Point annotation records
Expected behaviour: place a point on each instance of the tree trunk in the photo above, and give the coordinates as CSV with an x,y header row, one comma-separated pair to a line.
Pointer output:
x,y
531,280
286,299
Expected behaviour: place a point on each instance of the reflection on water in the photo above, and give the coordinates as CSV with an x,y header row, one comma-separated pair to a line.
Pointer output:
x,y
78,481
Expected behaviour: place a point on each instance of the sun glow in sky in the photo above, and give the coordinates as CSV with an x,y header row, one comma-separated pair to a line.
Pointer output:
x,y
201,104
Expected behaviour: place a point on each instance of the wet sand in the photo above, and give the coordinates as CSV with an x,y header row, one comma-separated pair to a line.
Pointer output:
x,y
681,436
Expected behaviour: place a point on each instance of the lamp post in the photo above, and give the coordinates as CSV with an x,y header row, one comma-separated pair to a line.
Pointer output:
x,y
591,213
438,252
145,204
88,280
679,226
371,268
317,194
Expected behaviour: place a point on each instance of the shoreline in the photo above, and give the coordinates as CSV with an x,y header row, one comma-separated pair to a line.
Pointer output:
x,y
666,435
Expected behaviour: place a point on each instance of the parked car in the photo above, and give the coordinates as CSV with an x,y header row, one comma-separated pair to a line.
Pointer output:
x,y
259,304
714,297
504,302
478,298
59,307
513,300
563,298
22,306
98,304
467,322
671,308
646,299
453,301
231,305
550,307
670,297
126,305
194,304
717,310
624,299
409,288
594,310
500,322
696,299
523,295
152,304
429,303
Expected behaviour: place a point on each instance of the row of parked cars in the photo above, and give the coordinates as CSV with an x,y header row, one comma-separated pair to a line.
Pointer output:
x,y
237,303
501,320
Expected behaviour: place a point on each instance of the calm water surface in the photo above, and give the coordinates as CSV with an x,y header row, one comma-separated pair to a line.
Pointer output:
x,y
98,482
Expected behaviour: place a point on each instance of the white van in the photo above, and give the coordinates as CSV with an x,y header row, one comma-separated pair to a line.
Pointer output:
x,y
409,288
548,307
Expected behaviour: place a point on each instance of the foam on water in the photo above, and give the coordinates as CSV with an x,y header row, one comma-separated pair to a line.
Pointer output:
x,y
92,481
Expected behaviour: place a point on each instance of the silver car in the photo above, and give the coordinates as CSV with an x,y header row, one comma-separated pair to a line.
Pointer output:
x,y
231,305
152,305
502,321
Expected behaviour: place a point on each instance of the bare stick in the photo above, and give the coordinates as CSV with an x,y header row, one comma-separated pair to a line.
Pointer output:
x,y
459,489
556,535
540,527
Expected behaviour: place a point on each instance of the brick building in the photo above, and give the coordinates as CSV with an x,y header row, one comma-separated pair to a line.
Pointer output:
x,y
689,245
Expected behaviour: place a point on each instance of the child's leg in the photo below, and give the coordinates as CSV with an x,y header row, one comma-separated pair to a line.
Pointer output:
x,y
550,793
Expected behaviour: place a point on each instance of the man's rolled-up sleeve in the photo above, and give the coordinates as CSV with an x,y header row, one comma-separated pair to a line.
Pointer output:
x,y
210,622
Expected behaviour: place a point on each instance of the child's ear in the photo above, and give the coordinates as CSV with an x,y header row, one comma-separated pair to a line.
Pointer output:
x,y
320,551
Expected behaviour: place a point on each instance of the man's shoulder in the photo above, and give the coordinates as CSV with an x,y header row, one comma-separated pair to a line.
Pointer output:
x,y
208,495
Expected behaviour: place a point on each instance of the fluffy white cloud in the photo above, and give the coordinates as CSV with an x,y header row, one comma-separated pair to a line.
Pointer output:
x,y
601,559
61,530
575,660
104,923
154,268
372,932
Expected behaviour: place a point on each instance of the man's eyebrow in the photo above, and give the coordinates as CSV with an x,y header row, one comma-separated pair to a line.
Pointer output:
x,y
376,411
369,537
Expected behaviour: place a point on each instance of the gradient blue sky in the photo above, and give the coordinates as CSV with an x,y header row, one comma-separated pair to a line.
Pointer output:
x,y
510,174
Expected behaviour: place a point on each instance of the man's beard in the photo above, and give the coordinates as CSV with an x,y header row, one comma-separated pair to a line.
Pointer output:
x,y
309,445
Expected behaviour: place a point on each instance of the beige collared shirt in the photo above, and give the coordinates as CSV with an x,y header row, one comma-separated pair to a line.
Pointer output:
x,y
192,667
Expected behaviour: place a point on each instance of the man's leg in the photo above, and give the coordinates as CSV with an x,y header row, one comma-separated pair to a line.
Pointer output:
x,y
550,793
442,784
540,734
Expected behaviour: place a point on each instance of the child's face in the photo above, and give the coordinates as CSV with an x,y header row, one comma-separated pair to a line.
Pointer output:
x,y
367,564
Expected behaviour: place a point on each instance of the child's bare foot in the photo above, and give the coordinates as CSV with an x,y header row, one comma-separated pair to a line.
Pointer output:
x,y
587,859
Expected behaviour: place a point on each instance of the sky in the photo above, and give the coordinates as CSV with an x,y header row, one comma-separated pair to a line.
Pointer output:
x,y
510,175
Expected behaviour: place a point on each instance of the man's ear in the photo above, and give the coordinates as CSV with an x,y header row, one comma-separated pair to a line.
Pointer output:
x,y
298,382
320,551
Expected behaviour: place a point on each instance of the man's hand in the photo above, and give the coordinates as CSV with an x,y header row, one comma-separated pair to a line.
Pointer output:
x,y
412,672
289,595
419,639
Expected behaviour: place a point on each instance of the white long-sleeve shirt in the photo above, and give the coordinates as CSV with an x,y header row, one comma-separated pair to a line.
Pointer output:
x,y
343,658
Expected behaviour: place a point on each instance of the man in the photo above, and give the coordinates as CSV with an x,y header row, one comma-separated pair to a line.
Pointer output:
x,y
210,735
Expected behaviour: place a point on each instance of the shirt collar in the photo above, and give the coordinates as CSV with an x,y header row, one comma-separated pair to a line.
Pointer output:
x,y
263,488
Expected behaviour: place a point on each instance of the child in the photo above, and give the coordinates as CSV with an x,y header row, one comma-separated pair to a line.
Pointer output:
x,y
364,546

■ What needs to be done ■
Output only the lines running from the line with "the man's hand" through the final line of the data, inclusive.

■ Output for this task ■
Expected behaviour: place a point on each instance of the man's hand in the photo above, and give the coordinates as CSV with an x,y header row, one comma-separated pair to a line.
Pointer output:
x,y
412,672
289,595
419,639
Expected behaviour: place a point on each instance of the white long-sleeve shirt in the photo above, and give the coordinates as CSV with an x,y header row, one comma-separated pair to a line.
Pointer output:
x,y
343,658
Expected behaviour: place a point on each instance of the man in the photo above, and give the coordinates as CSV with an x,y header row, one comma-separated pair to a line.
Pointer output:
x,y
210,735
Expected behaviour: place a point on each instance of the shirt collar in the photo above, and give the coordinates as CSV with an x,y header row, one comma-separated pair to a line.
Pointer output:
x,y
263,488
Expected behaviour: place a point on each instance of the child in the photo above, and give the coordinates as CSV with an x,y header row, one comma-separated pair to a line.
Pointer output:
x,y
364,546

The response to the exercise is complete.